EXERCISE INSTRUCTIONS:
Render the data below as a Markdown table with the columns Row and Entry, starting at the line containing "Task: where can the wrought" and continuing through the last line of the data. Number each line in order under Row, place the line itself under Entry, and leave out blank lines.

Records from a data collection
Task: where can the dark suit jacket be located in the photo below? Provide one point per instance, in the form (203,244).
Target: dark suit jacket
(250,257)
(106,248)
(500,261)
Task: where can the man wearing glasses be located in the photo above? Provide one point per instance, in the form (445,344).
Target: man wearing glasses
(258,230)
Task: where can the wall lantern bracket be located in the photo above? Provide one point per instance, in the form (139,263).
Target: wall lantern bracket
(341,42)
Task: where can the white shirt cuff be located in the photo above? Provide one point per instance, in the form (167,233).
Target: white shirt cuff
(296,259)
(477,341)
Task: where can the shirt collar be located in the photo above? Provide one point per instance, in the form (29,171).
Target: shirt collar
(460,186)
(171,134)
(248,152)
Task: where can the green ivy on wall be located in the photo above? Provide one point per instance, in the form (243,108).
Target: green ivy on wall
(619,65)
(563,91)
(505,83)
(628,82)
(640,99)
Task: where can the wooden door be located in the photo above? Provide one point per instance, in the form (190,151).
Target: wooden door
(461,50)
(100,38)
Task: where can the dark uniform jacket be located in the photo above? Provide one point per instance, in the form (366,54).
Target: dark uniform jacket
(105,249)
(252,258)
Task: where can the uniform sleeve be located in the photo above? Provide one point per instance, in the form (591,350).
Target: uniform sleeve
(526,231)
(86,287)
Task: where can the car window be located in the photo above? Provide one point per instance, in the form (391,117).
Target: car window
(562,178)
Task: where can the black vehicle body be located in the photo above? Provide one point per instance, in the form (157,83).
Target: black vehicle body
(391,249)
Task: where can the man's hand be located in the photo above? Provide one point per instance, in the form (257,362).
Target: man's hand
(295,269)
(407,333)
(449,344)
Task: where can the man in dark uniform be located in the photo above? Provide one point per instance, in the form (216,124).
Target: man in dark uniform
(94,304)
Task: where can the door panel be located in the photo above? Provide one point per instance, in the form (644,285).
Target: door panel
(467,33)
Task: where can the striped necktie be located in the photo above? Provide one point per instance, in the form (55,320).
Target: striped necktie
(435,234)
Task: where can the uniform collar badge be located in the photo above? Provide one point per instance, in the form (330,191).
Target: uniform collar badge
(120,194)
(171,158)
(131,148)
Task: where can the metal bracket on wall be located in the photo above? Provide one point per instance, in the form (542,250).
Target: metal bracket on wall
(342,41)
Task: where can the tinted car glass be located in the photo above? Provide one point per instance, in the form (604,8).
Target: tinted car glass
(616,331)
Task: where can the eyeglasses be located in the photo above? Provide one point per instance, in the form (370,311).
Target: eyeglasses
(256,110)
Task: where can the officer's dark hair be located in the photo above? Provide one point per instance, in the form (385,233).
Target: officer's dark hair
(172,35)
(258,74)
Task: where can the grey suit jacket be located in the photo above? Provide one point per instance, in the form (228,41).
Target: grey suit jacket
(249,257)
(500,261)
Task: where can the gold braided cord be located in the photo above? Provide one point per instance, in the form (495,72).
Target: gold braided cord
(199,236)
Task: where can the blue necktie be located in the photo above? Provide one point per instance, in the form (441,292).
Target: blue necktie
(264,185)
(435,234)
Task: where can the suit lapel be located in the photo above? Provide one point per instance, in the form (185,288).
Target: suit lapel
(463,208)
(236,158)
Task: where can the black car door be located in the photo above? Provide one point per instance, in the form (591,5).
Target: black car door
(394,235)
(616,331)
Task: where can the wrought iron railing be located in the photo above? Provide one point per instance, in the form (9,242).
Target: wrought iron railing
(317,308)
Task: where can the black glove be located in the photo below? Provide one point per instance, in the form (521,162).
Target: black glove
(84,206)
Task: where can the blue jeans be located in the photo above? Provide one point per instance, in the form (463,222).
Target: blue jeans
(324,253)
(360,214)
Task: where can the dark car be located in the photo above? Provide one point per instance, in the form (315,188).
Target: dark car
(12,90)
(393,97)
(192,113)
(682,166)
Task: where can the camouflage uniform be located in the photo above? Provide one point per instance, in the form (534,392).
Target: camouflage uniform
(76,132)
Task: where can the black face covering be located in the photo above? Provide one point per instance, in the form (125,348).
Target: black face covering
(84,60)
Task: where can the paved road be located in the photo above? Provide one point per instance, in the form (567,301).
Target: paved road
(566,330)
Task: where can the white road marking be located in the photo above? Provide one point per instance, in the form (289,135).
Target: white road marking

OUTPUT OF THE TASK:
| Row | Entry |
|---|---|
| 1 | Task: where can the wrought iron railing be located in the photo above? Provide one point per instance, in the form (9,242). |
| 2 | Target: wrought iron railing |
| 3 | (317,308) |
| 4 | Task: where can the black glove be located in the photo below? Provide one point per instance, in the form (521,162). |
| 5 | Target: black glove |
| 6 | (84,206) |
| 7 | Task: where can the blue jeans be located in the photo above? Provide one point per instance, in the form (463,222). |
| 8 | Target: blue jeans |
| 9 | (324,253) |
| 10 | (360,214) |
| 11 | Task: where can the dark car be located in the photo above? Provide one point per instance, in the form (315,188). |
| 12 | Target: dark car |
| 13 | (12,90) |
| 14 | (393,97) |
| 15 | (192,113) |
| 16 | (682,166) |
| 17 | Task: where can the camouflage uniform be located in the photo above? Provide one point per instance, in the form (534,392). |
| 18 | Target: camouflage uniform |
| 19 | (76,132) |
| 20 | Task: where can the black face covering be located in the photo above? Provide one point per instance, in the form (125,348). |
| 21 | Target: black face covering |
| 22 | (84,60) |
| 23 | Task: where can the paved road be located in the photo above? Provide one point per instance, in the form (567,301). |
| 24 | Target: paved road |
| 25 | (566,330) |
| 26 | Task: where can the white road marking be located in the photo above? Provide one point per instance, in the form (289,135). |
| 27 | Target: white road marking |